**SHORT PROBLEM 1**
Summarize the network virtualization post in two sentences.
**SHORT PROBLEM 2**
Print the part of the network virtualization post that opens with the words containing "To this end, I’ll" and closes with "Network (Solid Line)".

**SELECTED PASSAGE**
· · · ·

This is the second post in a series about transitioning from using VLANs for tenant segregation to Network Virtualization. This series will be an example-based walkthrough consisting of a few parts:
In the previous post, we configured a brand new environment and brought in VLANs to segregate network traffic between VM Networks. In this post, I’ll introduce the concept of Virtualized Networking and explain how to bring it into our environment. For some of the tasks I perform in this post, I’ll be skipping UI instructions that I’ve covered in a previous post.
I’ll assume we’ve followed steps outlined in the previous post and have a environment configured as such. If things have been operating with VLAN segregation and tenants VMs have been deployed to the tenant VM Networks, we’ll want to take the least disruptive route to introducing network virtualization.
To this end, I’ll be adding another cluster to my environment for tenants with virtualized networking environments. In this environment, I have seven hosts in three clusters. As before, all my hosts each have two NICs that are configured as trunk ports in the switch they connect to with the management network as the native VLAN. The physical cabling and cluster membership is depicted below:
As before, my HOSTCLUSTER is using VLANs to segregate its tenant traffic. My VIRTUALCLUSTER, however, will be using network virtualization to segregate tenants. My goal will be to create the network topology represented below:
Management Network (Solid Line)

· · · ·

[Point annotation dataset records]
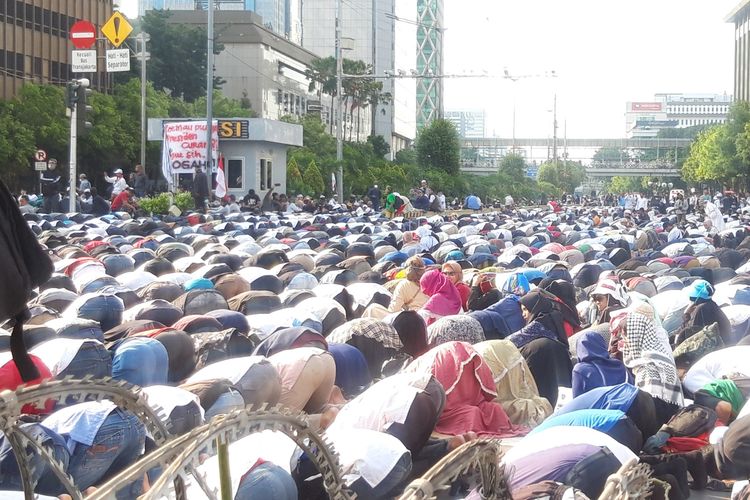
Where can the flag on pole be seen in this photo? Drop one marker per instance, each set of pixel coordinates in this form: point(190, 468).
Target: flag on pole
point(221, 181)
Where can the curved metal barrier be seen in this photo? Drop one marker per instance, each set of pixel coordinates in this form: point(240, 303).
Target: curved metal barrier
point(68, 391)
point(182, 453)
point(481, 456)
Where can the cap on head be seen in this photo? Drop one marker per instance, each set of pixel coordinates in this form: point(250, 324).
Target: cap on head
point(700, 289)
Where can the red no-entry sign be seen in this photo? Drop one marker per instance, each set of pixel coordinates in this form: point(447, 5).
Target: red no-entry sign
point(83, 34)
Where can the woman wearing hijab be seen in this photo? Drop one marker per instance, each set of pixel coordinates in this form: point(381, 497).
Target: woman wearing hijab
point(307, 375)
point(406, 406)
point(352, 373)
point(702, 312)
point(412, 331)
point(646, 352)
point(595, 368)
point(471, 404)
point(459, 328)
point(452, 270)
point(444, 299)
point(408, 296)
point(608, 296)
point(516, 389)
point(542, 321)
point(377, 341)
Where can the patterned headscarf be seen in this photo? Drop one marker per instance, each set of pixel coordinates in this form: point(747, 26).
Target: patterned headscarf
point(455, 328)
point(647, 353)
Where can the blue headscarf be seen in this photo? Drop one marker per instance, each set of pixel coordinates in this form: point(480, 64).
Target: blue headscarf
point(352, 372)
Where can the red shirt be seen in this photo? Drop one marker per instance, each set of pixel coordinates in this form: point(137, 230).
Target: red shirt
point(121, 198)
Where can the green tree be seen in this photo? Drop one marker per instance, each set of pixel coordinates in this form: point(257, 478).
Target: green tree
point(17, 145)
point(513, 165)
point(565, 174)
point(439, 147)
point(294, 182)
point(178, 56)
point(611, 155)
point(313, 179)
point(379, 145)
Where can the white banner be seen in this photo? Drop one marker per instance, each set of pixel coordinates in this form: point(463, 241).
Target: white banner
point(118, 60)
point(84, 61)
point(185, 146)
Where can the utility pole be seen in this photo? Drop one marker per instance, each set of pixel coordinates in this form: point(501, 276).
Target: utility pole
point(143, 56)
point(209, 93)
point(554, 130)
point(339, 113)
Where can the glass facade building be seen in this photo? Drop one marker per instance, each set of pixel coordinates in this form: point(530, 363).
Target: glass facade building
point(429, 61)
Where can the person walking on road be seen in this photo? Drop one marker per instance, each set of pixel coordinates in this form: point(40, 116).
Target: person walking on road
point(200, 189)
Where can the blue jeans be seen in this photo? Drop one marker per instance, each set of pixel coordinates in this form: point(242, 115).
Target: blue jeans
point(267, 481)
point(106, 309)
point(117, 445)
point(92, 359)
point(387, 487)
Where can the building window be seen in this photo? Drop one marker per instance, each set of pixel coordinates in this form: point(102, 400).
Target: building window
point(234, 173)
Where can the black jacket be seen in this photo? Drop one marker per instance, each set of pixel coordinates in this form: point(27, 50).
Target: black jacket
point(25, 266)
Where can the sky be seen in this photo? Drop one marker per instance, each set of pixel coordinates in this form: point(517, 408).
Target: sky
point(605, 53)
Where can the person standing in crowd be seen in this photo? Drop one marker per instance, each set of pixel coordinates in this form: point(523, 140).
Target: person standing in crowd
point(99, 205)
point(83, 183)
point(200, 189)
point(24, 206)
point(140, 183)
point(50, 180)
point(119, 184)
point(374, 194)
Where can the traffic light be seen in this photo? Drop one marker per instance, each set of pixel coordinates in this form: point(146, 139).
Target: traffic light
point(71, 96)
point(83, 94)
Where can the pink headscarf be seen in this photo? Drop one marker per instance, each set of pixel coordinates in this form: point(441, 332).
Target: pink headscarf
point(444, 297)
point(470, 393)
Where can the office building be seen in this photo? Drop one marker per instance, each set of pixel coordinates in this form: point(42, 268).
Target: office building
point(382, 34)
point(669, 111)
point(36, 42)
point(260, 67)
point(469, 123)
point(740, 17)
point(429, 61)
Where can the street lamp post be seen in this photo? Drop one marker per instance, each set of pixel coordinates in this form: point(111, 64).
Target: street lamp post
point(339, 117)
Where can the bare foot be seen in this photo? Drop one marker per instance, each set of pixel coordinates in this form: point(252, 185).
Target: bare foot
point(328, 416)
point(336, 397)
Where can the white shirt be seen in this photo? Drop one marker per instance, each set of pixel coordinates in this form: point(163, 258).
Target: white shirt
point(555, 437)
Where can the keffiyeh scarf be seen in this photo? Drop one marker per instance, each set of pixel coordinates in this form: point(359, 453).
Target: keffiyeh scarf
point(649, 357)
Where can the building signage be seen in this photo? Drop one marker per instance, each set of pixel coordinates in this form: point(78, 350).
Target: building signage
point(84, 61)
point(233, 129)
point(118, 60)
point(185, 146)
point(645, 106)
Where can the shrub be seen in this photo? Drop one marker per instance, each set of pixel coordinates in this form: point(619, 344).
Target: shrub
point(184, 201)
point(158, 204)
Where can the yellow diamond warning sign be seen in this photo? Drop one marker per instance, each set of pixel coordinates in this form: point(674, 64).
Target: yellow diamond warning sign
point(117, 29)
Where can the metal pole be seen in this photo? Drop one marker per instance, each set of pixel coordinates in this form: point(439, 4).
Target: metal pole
point(209, 93)
point(225, 477)
point(143, 38)
point(554, 130)
point(339, 111)
point(73, 157)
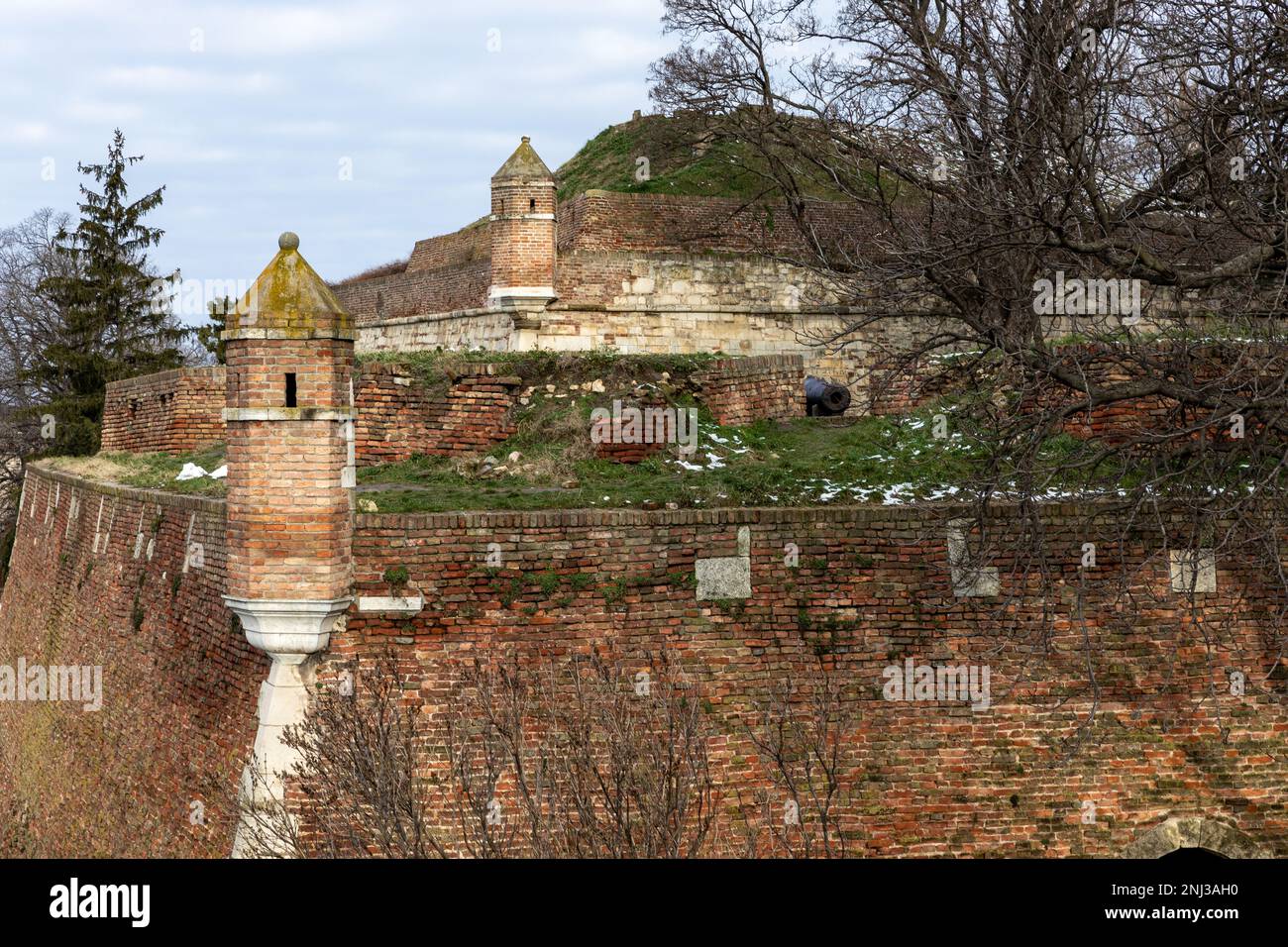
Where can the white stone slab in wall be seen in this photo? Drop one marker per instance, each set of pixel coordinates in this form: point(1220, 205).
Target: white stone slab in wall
point(399, 604)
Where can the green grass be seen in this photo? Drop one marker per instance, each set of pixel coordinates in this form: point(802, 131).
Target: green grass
point(149, 471)
point(799, 463)
point(725, 169)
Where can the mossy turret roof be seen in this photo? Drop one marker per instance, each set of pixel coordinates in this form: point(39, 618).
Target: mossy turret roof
point(288, 299)
point(524, 163)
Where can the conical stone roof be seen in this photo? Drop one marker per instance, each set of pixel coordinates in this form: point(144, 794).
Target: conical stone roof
point(288, 300)
point(524, 163)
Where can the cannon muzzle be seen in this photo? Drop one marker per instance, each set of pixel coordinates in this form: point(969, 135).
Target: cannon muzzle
point(823, 398)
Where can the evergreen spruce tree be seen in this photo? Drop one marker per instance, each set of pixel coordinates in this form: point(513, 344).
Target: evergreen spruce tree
point(114, 322)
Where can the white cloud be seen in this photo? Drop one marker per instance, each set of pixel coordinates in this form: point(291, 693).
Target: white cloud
point(295, 30)
point(30, 132)
point(171, 80)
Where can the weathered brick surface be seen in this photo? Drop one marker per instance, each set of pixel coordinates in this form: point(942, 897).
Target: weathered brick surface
point(288, 513)
point(741, 390)
point(400, 416)
point(170, 411)
point(98, 578)
point(523, 234)
point(1166, 737)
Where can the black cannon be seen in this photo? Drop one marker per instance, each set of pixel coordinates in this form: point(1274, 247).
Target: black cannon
point(823, 398)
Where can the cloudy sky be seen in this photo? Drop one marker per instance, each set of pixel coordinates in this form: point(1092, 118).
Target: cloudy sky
point(250, 114)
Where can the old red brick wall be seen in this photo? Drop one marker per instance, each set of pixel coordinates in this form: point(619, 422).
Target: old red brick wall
point(1158, 735)
point(170, 411)
point(98, 578)
point(523, 245)
point(399, 415)
point(288, 513)
point(741, 390)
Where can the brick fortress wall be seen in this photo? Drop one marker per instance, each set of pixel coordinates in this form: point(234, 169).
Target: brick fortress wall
point(400, 414)
point(130, 581)
point(872, 587)
point(174, 411)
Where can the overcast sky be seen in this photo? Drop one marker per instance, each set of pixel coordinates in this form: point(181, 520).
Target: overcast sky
point(250, 112)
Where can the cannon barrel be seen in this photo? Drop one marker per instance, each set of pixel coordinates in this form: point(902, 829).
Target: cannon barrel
point(824, 398)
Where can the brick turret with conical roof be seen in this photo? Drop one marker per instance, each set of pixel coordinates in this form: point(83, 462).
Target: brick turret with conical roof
point(290, 499)
point(523, 231)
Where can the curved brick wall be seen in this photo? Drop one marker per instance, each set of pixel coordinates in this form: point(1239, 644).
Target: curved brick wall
point(154, 772)
point(874, 587)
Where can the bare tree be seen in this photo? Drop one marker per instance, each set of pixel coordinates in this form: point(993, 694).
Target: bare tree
point(597, 758)
point(1067, 222)
point(800, 733)
point(565, 758)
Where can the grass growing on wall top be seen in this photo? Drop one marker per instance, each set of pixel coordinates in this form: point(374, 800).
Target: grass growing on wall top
point(147, 471)
point(798, 463)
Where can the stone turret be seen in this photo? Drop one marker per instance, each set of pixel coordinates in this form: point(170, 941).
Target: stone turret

· · · ·

**CORRECT RESULT 1**
This second post in a series on moving from VLAN tenant segregation to network virtualization builds on the VLAN-segregated environment configured previously and introduces virtualized networking. To take the least disruptive route, the author adds a separate cluster, VIRTUALCLUSTER, that uses network virtualization to segregate tenants while HOSTCLUSTER keeps using VLANs, in an environment of seven hosts in three clusters.

**CORRECT RESULT 2**
To this end, I’ll be adding another cluster to my environment for tenants with virtualized networking environments. In this environment, I have seven hosts in three clusters. As before, all my hosts each have two NICs that are configured as trunk ports in the switch they connect to with the management network as the native VLAN. The physical cabling and cluster membership is depicted below:
As before, my HOSTCLUSTER is using VLANs to segregate its tenant traffic. My VIRTUALCLUSTER, however, will be using network virtualization to segregate tenants. My goal will be to create the network topology represented below:
Management Network (Solid Line)